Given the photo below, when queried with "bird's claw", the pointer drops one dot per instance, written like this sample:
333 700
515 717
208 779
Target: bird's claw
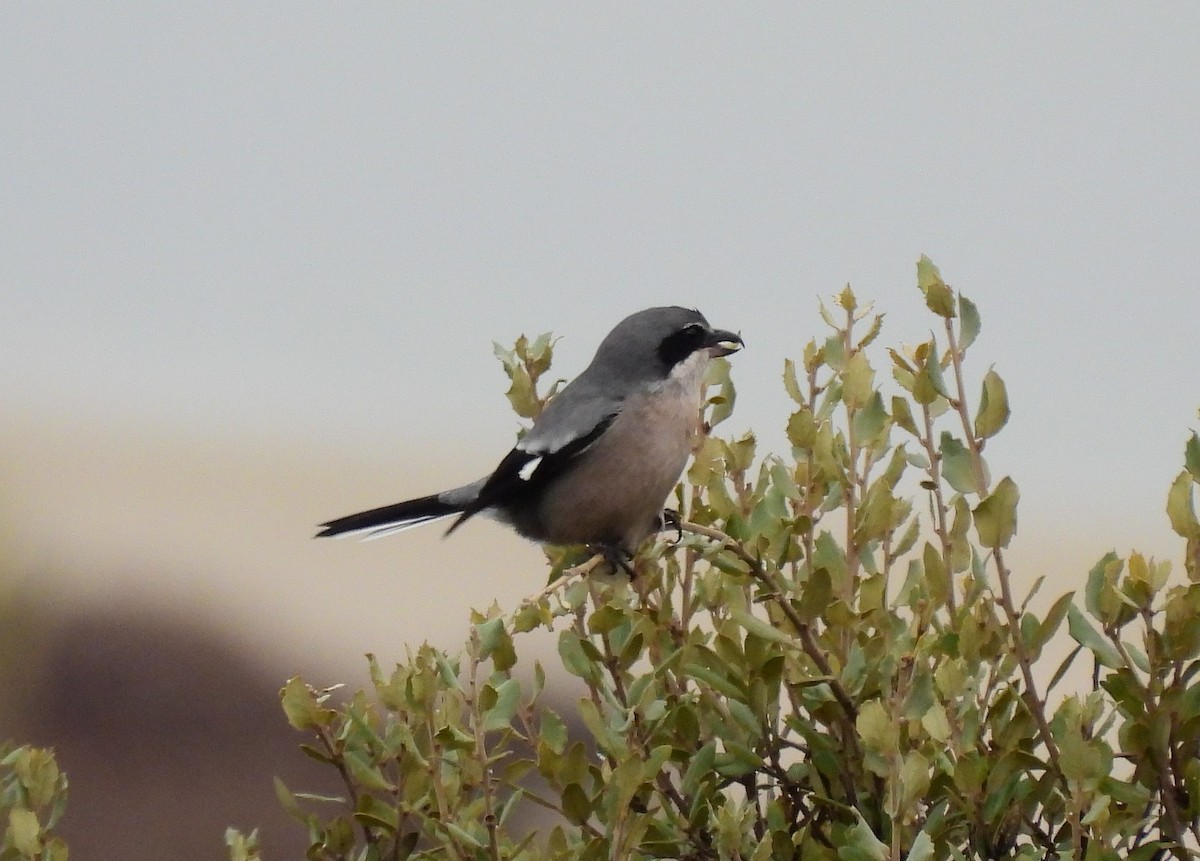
671 519
617 557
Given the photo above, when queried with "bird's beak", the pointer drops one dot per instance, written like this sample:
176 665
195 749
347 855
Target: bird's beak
723 343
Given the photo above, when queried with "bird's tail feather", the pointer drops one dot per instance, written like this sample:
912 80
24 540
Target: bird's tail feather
390 518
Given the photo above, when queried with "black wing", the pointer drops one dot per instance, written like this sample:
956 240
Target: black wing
522 474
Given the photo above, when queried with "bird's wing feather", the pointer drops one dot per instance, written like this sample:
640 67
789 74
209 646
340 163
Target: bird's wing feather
543 453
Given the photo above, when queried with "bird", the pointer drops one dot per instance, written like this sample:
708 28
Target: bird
601 458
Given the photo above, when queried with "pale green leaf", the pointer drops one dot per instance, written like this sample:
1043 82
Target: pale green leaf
995 517
994 410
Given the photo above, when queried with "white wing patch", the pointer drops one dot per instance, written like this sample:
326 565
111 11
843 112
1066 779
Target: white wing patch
527 470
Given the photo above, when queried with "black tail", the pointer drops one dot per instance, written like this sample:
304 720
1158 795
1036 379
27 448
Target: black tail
390 518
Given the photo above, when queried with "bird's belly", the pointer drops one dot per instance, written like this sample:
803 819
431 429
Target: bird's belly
616 491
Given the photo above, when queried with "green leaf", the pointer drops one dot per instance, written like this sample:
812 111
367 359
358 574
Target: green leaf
957 465
1053 620
579 656
24 831
366 774
1083 632
876 728
1181 509
939 295
791 383
1192 456
995 517
970 323
300 705
576 804
700 766
870 421
901 414
858 381
759 627
508 698
863 843
497 644
994 410
922 848
462 835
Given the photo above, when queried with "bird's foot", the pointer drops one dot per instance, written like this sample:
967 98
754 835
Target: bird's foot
670 519
617 557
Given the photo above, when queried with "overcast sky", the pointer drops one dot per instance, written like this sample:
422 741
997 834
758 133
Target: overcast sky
312 220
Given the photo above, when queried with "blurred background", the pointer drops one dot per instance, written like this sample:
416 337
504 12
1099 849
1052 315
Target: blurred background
253 259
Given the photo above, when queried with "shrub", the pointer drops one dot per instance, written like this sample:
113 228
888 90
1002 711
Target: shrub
829 662
33 798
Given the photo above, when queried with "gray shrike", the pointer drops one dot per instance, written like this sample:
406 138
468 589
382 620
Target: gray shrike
603 457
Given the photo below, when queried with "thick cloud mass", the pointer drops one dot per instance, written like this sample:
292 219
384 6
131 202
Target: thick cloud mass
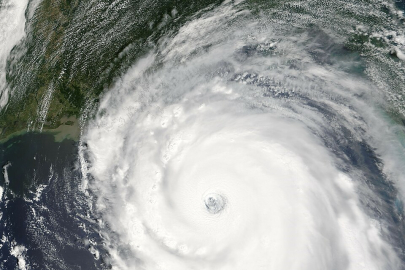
232 147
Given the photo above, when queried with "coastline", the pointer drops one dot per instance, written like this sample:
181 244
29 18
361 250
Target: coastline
69 129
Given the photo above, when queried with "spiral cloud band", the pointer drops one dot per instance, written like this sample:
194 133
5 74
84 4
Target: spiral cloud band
232 147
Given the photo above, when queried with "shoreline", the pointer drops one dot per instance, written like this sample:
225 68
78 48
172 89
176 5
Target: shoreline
69 129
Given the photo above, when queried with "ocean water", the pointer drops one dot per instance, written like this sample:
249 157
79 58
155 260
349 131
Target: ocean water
234 135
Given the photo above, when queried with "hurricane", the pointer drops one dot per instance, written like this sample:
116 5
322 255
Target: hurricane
255 137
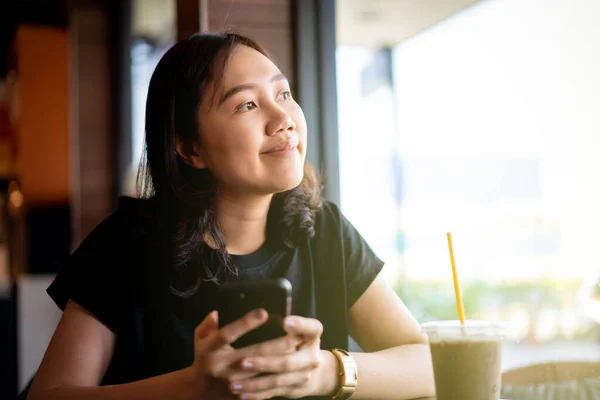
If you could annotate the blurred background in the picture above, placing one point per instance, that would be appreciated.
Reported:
(477, 117)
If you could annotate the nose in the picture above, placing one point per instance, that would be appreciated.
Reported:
(280, 121)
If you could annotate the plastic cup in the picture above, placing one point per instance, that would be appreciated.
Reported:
(466, 359)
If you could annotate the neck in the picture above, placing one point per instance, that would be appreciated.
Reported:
(243, 222)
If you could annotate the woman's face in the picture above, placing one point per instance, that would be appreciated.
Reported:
(252, 132)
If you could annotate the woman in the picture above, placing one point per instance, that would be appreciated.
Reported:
(226, 195)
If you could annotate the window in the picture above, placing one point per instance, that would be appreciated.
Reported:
(154, 31)
(482, 120)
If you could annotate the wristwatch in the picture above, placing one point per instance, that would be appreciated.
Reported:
(348, 373)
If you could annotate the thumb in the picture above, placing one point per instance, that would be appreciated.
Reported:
(208, 325)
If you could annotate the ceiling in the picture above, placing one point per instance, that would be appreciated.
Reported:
(381, 23)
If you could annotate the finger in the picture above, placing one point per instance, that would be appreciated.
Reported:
(269, 383)
(209, 323)
(298, 361)
(236, 329)
(283, 345)
(307, 327)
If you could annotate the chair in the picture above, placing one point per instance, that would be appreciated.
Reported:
(574, 380)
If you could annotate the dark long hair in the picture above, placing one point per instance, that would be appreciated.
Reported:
(186, 195)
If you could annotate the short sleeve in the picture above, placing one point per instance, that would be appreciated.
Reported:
(361, 264)
(96, 275)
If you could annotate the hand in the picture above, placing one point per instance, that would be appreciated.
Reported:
(291, 375)
(217, 364)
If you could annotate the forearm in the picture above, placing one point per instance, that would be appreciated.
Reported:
(176, 385)
(403, 372)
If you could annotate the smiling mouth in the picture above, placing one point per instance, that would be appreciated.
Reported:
(283, 148)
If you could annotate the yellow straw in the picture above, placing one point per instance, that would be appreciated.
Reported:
(459, 305)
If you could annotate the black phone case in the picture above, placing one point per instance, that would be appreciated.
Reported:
(238, 298)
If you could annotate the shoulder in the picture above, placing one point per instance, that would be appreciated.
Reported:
(328, 215)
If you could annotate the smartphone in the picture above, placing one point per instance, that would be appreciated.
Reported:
(236, 299)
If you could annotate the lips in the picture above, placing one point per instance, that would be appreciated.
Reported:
(283, 146)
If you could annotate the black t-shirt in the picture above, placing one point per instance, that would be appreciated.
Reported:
(118, 275)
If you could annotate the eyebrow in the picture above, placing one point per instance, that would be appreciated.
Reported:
(248, 86)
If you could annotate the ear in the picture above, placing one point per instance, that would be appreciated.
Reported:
(190, 152)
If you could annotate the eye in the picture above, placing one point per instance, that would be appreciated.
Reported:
(247, 106)
(285, 95)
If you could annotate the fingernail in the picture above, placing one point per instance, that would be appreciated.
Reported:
(236, 388)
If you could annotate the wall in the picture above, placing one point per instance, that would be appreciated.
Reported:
(43, 123)
(93, 140)
(269, 22)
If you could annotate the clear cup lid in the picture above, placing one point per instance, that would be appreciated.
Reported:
(438, 330)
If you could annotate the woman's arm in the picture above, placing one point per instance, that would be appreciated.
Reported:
(78, 356)
(397, 362)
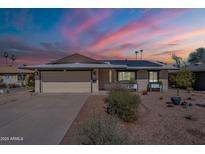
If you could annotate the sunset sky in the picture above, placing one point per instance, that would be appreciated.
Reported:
(42, 35)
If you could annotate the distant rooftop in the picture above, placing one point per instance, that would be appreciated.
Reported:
(12, 70)
(134, 63)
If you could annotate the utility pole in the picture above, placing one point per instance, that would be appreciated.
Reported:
(136, 52)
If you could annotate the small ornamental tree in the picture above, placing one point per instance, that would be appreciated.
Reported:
(184, 79)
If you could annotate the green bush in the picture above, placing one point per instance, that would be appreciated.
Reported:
(102, 131)
(123, 103)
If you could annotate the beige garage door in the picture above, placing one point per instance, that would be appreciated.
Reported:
(66, 81)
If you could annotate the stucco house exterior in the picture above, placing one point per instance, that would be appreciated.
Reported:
(199, 73)
(78, 73)
(11, 75)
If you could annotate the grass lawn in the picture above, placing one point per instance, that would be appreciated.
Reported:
(157, 123)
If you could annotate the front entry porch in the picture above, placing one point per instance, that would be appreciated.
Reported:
(138, 80)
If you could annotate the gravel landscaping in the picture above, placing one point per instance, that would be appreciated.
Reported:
(158, 123)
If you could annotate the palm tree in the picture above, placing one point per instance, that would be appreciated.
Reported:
(13, 58)
(197, 57)
(177, 59)
(6, 56)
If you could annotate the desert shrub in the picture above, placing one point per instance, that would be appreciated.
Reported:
(102, 130)
(123, 103)
(30, 81)
(116, 87)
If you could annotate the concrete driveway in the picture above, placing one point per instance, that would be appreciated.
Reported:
(40, 119)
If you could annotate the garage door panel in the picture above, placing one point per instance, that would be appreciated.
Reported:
(63, 82)
(56, 87)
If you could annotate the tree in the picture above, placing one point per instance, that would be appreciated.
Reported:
(184, 79)
(13, 58)
(197, 57)
(6, 56)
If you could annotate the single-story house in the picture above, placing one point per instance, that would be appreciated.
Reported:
(199, 73)
(78, 73)
(10, 75)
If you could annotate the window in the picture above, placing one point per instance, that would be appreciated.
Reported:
(126, 76)
(153, 76)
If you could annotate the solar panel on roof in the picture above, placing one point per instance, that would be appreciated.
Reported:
(133, 63)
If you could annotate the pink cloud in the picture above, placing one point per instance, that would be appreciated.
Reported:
(137, 26)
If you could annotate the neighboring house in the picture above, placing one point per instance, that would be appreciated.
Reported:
(78, 73)
(199, 73)
(10, 75)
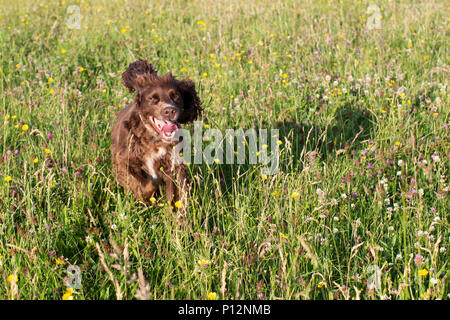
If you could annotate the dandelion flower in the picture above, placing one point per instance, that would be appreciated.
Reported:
(178, 205)
(12, 278)
(203, 262)
(212, 296)
(423, 272)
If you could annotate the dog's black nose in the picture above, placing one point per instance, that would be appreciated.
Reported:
(170, 113)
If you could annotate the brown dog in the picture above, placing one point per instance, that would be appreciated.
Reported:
(142, 136)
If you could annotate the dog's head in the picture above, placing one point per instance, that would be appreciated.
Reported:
(163, 102)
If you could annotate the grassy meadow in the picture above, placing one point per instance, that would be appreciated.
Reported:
(358, 210)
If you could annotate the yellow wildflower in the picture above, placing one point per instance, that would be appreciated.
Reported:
(178, 205)
(212, 296)
(423, 272)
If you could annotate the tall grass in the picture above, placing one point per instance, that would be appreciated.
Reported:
(359, 209)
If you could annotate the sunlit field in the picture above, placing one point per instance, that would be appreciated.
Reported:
(358, 209)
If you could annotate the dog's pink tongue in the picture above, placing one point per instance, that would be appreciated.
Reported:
(169, 127)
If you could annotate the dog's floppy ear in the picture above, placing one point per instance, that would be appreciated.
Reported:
(192, 105)
(137, 74)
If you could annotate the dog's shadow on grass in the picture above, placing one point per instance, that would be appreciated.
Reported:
(345, 132)
(308, 141)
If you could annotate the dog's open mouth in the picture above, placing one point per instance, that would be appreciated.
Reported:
(165, 128)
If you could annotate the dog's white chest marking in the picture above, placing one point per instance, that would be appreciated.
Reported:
(150, 161)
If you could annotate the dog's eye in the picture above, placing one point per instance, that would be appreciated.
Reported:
(154, 98)
(173, 96)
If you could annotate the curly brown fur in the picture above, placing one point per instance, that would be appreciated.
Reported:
(141, 144)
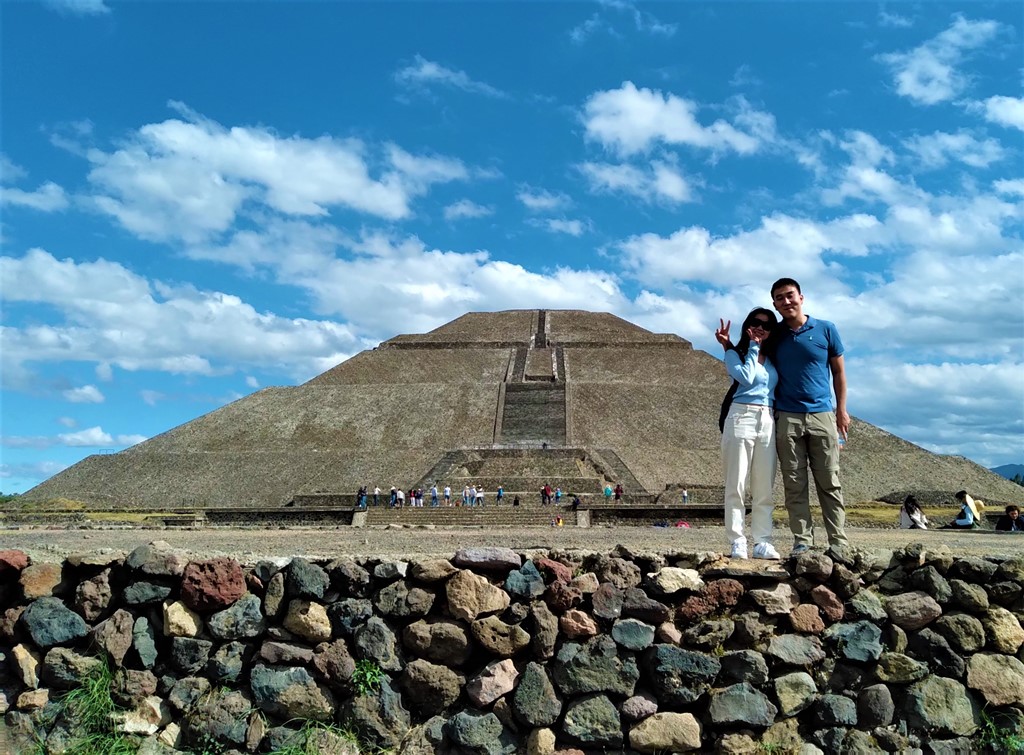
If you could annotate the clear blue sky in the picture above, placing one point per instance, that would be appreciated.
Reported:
(200, 200)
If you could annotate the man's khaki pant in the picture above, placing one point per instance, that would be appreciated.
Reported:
(811, 439)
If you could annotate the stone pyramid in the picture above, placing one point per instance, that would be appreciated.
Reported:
(517, 397)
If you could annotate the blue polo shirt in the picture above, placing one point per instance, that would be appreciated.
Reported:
(801, 359)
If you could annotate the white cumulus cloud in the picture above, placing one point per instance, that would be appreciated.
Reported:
(190, 178)
(937, 150)
(660, 181)
(630, 120)
(84, 394)
(79, 7)
(423, 74)
(466, 208)
(1006, 111)
(539, 200)
(929, 74)
(48, 198)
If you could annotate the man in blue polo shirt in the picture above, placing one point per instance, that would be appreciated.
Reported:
(808, 355)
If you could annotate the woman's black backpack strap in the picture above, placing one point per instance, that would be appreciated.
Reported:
(726, 403)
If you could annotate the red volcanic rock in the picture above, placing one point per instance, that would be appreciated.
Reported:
(829, 603)
(724, 592)
(12, 560)
(560, 597)
(213, 584)
(805, 619)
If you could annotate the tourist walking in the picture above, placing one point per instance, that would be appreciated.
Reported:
(808, 355)
(749, 434)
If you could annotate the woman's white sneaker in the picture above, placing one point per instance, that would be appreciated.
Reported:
(766, 551)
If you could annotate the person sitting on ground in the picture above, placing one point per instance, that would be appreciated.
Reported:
(1011, 520)
(970, 513)
(910, 515)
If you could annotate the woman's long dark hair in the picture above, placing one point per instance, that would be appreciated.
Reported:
(743, 344)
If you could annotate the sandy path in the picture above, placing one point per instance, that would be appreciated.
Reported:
(250, 545)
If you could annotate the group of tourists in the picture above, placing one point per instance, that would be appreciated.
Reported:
(472, 495)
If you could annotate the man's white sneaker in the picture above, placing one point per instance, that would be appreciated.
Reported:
(766, 551)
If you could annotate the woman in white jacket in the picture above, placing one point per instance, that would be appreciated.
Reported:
(749, 457)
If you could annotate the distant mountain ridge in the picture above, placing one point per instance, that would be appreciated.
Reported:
(1010, 470)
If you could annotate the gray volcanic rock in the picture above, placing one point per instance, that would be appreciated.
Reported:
(593, 721)
(964, 631)
(62, 668)
(227, 662)
(290, 693)
(305, 580)
(189, 655)
(742, 666)
(380, 717)
(998, 678)
(525, 583)
(50, 623)
(224, 718)
(679, 676)
(487, 559)
(139, 593)
(243, 620)
(479, 732)
(430, 687)
(912, 610)
(875, 707)
(114, 635)
(441, 641)
(143, 642)
(536, 703)
(973, 569)
(795, 691)
(741, 704)
(796, 649)
(376, 641)
(349, 614)
(545, 630)
(348, 578)
(633, 634)
(594, 667)
(398, 600)
(941, 704)
(857, 641)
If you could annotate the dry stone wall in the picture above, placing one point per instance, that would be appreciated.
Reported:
(502, 652)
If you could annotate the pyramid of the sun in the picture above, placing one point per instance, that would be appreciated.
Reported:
(517, 397)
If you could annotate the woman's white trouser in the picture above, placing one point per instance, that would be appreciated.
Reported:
(749, 464)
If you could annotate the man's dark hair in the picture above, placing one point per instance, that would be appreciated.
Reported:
(784, 282)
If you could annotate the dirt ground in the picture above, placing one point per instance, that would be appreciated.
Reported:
(249, 545)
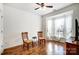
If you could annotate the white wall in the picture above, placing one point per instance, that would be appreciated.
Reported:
(17, 21)
(74, 7)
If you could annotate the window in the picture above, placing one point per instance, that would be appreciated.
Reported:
(60, 26)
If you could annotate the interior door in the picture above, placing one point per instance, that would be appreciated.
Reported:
(1, 29)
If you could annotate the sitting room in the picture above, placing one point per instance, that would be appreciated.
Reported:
(39, 28)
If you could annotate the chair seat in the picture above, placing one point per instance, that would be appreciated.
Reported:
(28, 41)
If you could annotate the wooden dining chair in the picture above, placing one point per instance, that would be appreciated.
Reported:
(41, 38)
(24, 38)
(26, 41)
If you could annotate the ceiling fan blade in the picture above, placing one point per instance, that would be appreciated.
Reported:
(36, 8)
(38, 3)
(49, 6)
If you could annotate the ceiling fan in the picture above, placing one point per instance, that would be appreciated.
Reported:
(42, 5)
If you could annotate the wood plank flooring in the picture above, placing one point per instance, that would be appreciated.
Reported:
(51, 48)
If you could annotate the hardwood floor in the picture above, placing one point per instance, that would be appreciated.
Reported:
(51, 48)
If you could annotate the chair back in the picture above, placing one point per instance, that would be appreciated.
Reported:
(40, 34)
(24, 36)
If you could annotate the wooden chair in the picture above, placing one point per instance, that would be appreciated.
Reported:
(26, 41)
(41, 38)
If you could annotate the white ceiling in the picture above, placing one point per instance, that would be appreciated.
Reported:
(31, 6)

=== PROBLEM STATEMENT ===
If a line in the records has the word "brown", copy that line.

=== SOLUTION TO THE PROBLEM ===
If you could annotate the brown dog in the picture above, placing one point per instance, that would be appreciated.
If you could annotate the curly brown fur in the picture above, placing one point per instance, that would be appreciated.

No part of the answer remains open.